### Texto de lectura
____

“…desdeñando las santas lecciones de nuestra religión, no hacemos otra cosa que colocar en nuestras moradas como un ídolo el número del nombre del Anticristo”.
Indiculus luminosus, de Paulo Álvaro de Córdoba (854).
El Corán recomienda a los musulmanes “no hagáis violencia a los hombres por su fe” (Sura II, 257). En Al-Andalus, durante parte importante de la Edad Media, la tolerancia religiosa fue una constante; de modo que, bajo la supremacía del islam, convivieron pacíficamente judíos y cristianos. Esta convivencia se rompió a mediados del siglo IX. Los mozárabes eran cristianos, pero muchos estaban arabizados: tenían harén, servían en el ejército y desempeñaban cargos en el estado. Se mostraban atraídos por una civilización superior. Paulo Álvaro de Córdoba clamaba contra la postura intelectual de algunos mozárabes que abandonaban sus principios religiosos y su propia cultura, y aprendían el árabe, seducidos lengua y literatura. ¿No les pasará algo similar a algunos obispos españoles? ¿Luchan contra un imparable proceso de secularización?

____

### Datos guardados
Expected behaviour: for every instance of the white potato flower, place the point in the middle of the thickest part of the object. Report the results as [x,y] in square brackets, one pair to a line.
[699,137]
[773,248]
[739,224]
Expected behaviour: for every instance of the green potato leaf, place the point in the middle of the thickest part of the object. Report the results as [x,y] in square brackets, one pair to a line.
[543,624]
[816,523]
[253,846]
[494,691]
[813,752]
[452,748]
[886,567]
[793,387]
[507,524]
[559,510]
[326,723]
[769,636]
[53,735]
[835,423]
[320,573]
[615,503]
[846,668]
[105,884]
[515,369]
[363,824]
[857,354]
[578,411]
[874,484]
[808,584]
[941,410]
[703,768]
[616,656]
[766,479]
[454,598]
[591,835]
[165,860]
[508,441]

____

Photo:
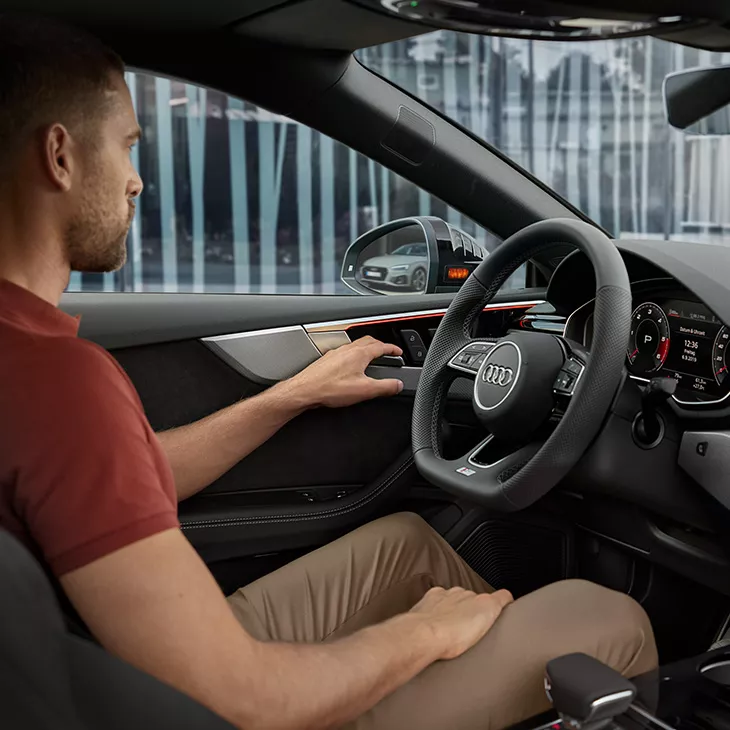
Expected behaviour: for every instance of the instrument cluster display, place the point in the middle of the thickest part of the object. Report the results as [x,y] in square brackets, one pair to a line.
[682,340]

____

### Instrucciones
• A. Según el texto sobre los mozárabes de Al-Andalus, ¿en qué momento se rompió la convivencia pacífica entre judíos y cristianos bajo la supremacía del islam?
• B. Prosigue el texto sobre los mozárabes de Al-Andalus a partir de su última oración.
Los datos no tienen relación con el texto sobre los mozárabes de Al-Andalus.

### Respuestas dadas
• A. A mediados del siglo IX.

• B.
Hace dos siglos y medio, un grupo de dirigentes mozárabes cordobeses, ante la adopción, por parte de sus fieles, de las formas de vida musulmana pensó que demostrando que Mahoma era un impostor y falsa su doctrina, conseguirían contener la pérdida de creyentes cristianos. La intransigencia de algunos de estos dirigentes les llevó a elaborar la teoría del martirio voluntario; bastaba para ello presentarse al cadí y blasfemar de Mahoma para ser ejecutado. Debieron pensar como Tertuliano, que la sangre de mártires sería semilla de nuevos cristianos, de modo que se cortarían las conversiones al islam y hasta se conseguiría la vuelta de los muladíes. Según el maestro Domínguez Ortiz, Abderramán II veía con disgusto estos incidentes; a petición suya se reunió un concilio que “declaró no ser aquéllos auténticos mártires, sino más bien suicidas”. El nuevo emir Mohamad I inició una política de represión y los mozárabes cordobeses se convirtieron en masa al islam. Eulogio fue martirizado. Parece, sin embargo, que la iglesia mozárabe se encaminaba hacia su desaparición.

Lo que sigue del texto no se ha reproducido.